[Task objective] Set down the line that contains "the lamp base" and every line after it to the end of the entries, exactly as they stand and nothing more.

#### Provided data ####

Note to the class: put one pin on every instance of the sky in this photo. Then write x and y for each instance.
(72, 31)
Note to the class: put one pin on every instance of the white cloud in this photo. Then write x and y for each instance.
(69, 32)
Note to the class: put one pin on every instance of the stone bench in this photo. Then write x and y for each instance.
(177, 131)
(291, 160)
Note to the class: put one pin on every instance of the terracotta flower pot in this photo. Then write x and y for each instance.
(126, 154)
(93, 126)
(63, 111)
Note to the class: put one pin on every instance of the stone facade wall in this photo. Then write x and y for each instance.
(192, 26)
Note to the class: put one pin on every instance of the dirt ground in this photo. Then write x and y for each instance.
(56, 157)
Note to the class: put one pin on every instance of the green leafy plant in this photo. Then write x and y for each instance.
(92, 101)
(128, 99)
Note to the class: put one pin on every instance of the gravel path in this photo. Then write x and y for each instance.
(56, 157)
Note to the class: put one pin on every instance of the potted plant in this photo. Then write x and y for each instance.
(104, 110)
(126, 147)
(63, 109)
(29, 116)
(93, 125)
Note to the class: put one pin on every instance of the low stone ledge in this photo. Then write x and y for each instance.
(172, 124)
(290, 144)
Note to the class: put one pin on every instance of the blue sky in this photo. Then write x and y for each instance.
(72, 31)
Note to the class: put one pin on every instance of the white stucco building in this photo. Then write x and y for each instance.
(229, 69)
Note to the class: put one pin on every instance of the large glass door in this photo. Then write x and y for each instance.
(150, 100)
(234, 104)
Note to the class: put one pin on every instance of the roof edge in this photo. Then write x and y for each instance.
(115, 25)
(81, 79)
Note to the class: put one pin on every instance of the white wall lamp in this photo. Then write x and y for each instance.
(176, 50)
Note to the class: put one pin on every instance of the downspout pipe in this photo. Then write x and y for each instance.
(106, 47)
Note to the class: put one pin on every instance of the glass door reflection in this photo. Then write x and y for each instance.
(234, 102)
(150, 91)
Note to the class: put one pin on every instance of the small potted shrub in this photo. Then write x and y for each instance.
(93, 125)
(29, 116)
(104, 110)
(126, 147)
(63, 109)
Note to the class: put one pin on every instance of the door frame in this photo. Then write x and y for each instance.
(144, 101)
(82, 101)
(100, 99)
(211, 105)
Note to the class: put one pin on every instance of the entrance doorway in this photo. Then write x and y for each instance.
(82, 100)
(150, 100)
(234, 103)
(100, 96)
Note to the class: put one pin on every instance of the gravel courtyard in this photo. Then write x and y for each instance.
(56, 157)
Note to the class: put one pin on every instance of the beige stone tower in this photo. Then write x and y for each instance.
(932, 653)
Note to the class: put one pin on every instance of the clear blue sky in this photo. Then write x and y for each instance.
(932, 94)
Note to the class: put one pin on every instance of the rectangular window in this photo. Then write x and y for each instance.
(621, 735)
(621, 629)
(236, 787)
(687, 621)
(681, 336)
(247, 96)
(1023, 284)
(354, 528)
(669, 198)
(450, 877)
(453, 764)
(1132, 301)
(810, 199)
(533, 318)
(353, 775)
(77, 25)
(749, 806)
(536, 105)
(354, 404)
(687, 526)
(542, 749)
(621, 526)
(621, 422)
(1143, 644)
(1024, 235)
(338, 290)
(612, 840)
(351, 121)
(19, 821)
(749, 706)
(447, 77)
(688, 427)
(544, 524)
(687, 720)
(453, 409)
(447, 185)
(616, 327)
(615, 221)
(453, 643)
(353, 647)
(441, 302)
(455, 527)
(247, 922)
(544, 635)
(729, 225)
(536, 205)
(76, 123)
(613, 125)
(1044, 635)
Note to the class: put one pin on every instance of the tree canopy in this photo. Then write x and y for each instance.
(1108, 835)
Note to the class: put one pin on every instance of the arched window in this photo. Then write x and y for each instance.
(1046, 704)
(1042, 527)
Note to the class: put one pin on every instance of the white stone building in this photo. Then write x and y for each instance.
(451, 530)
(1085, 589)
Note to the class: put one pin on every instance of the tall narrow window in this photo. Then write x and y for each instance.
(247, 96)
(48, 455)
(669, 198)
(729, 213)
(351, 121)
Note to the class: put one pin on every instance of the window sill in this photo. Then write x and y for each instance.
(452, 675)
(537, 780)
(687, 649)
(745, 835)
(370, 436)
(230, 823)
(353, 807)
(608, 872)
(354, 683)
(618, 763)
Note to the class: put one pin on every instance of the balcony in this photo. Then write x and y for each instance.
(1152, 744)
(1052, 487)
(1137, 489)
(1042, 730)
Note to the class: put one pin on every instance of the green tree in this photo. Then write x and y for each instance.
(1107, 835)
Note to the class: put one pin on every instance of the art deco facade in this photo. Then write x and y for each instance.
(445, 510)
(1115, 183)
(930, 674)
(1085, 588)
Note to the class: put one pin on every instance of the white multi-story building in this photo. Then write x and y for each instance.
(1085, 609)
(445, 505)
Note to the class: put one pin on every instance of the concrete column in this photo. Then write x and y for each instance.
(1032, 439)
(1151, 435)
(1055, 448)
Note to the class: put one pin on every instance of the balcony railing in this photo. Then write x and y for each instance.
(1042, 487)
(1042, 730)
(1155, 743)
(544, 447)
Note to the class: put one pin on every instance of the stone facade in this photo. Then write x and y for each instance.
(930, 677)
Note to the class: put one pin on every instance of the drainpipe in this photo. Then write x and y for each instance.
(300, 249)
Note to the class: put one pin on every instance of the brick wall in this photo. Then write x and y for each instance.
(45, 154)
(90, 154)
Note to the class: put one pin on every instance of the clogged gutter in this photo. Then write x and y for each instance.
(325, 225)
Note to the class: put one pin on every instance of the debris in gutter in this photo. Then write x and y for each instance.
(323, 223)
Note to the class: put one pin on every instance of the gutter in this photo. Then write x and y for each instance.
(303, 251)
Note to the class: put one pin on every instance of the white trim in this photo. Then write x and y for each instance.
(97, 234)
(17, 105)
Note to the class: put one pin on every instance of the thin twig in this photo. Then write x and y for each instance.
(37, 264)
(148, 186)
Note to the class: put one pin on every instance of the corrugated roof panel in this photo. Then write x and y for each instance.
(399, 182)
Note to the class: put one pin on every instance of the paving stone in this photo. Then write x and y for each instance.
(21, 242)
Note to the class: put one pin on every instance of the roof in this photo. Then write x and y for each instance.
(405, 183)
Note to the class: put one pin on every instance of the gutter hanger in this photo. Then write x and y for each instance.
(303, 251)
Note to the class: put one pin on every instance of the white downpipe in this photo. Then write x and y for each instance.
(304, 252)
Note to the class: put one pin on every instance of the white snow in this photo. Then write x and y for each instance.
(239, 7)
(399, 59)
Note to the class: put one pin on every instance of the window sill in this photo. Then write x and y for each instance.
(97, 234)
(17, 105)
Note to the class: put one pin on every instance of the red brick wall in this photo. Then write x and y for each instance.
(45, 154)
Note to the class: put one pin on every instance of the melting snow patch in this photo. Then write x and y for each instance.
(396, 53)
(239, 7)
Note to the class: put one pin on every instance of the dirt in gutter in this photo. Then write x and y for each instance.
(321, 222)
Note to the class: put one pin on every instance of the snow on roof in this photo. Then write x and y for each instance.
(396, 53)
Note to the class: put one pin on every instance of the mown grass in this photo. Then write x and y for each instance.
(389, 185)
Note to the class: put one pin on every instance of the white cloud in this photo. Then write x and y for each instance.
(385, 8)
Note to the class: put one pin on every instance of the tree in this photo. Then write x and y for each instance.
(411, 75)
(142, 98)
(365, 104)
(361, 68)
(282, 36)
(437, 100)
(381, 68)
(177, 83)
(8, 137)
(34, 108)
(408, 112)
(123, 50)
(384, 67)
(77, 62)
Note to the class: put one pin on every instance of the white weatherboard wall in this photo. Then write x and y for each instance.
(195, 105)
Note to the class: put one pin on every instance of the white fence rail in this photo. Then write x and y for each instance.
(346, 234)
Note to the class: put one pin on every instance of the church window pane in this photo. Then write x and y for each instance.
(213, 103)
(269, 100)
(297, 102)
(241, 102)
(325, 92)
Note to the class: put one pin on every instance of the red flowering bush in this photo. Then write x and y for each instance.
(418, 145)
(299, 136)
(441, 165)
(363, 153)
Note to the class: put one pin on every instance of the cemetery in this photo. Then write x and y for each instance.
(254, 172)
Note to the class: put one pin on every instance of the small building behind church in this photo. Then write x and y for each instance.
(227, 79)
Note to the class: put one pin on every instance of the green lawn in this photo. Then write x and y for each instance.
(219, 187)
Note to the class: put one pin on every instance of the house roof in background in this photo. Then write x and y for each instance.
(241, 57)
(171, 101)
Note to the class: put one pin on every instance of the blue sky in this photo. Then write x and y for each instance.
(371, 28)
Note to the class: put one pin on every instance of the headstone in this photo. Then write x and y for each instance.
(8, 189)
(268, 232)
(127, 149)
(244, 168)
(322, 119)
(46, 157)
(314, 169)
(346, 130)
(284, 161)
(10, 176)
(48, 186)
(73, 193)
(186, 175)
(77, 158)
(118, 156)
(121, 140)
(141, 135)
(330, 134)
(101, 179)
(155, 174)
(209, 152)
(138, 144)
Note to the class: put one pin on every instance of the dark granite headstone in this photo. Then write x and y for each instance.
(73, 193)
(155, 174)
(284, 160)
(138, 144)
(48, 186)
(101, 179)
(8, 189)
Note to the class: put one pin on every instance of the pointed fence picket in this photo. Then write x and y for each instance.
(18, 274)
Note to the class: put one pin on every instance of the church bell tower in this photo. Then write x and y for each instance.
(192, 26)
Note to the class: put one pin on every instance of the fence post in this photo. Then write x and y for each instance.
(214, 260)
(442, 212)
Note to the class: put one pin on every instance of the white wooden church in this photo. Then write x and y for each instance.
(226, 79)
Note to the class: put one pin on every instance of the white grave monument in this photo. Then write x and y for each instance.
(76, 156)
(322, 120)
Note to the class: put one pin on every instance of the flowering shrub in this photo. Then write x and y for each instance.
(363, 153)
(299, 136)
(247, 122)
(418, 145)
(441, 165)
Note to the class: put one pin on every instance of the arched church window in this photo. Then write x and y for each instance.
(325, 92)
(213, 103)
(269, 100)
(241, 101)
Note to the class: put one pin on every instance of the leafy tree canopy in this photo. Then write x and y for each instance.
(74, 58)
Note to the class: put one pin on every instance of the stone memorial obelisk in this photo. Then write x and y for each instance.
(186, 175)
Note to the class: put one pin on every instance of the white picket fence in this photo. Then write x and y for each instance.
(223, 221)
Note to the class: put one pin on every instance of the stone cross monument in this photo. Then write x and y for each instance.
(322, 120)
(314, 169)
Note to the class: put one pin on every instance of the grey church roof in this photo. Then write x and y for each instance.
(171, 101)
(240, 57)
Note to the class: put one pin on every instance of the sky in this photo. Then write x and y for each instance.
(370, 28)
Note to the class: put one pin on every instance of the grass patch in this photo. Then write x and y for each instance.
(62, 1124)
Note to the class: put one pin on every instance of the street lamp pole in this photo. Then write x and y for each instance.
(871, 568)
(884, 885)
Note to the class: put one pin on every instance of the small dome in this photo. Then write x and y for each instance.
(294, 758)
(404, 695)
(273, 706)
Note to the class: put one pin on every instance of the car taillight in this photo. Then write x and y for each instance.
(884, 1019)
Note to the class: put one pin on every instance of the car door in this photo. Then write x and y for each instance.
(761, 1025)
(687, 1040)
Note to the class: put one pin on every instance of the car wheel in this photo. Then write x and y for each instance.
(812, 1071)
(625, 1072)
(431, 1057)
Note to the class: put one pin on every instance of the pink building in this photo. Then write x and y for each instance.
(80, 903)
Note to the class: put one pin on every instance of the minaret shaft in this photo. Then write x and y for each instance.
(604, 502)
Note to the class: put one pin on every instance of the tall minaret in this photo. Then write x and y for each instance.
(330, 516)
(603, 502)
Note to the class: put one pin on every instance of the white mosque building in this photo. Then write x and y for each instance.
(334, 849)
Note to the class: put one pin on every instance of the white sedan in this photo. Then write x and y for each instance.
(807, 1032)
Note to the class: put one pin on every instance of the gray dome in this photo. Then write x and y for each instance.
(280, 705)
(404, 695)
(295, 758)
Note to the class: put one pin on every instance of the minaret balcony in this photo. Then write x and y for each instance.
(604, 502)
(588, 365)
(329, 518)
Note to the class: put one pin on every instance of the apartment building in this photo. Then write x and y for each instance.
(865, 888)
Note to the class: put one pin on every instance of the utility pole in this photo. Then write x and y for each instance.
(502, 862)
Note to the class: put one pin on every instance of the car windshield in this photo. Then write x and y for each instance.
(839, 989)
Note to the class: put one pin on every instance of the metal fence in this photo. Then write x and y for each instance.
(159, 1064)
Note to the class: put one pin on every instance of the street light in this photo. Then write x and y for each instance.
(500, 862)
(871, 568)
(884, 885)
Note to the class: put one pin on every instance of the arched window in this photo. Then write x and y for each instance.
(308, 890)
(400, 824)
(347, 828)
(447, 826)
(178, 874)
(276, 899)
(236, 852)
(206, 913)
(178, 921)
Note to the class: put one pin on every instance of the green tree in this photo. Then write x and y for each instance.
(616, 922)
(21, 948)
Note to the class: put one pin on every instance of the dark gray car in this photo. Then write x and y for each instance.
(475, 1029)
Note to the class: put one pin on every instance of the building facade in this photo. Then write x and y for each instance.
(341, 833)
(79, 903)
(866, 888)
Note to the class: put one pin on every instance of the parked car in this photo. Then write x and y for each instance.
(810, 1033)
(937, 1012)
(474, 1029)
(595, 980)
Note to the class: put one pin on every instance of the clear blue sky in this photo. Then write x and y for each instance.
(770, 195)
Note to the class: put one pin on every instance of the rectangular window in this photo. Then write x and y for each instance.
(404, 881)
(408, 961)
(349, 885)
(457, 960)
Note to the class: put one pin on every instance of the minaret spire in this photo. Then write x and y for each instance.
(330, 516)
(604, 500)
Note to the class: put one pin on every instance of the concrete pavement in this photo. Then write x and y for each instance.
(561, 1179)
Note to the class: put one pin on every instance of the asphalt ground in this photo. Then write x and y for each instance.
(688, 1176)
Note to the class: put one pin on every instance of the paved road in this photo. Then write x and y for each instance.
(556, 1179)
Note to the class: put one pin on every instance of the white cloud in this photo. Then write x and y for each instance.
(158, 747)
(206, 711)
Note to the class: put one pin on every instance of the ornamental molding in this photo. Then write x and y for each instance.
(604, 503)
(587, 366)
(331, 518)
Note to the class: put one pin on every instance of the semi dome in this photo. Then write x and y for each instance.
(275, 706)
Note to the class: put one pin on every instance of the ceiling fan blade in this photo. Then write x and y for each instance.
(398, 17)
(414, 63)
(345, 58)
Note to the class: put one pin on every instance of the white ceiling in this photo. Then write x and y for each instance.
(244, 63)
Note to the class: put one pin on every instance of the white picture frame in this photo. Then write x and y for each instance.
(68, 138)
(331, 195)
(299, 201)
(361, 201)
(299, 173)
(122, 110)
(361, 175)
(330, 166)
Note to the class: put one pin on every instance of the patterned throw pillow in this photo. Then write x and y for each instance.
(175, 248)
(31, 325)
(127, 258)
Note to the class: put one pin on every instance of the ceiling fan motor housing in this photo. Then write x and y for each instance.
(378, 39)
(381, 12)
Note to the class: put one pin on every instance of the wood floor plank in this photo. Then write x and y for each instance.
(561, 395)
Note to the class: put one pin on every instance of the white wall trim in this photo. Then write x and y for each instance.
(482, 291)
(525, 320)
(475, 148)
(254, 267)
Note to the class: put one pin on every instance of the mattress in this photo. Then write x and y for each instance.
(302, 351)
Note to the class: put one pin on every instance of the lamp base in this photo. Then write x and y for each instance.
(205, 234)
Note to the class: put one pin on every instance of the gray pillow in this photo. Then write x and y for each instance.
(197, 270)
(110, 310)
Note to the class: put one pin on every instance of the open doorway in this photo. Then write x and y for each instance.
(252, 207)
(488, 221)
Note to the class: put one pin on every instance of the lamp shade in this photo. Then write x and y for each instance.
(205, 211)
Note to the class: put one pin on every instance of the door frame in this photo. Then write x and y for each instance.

####

[Response to the exercise]
Note to the class: put one pin on every instance of the lamp base in this photo. Then write x and y for each instance.
(205, 234)
Note to the class: put one pin on every instance of the gray pillow in this photo. Then write x and y for each instance.
(197, 270)
(110, 310)
Note to the class: put one pin on every instance of the open doorway in this photo. Then write x and y for each instance.
(252, 207)
(488, 221)
Note to the class: put one pin on every instance of the lamp shade in this photo. Then write x and y for each instance.
(205, 211)
Note to the class: put one pin on every instance of the door frame in this photo. Then write x and y for each instance.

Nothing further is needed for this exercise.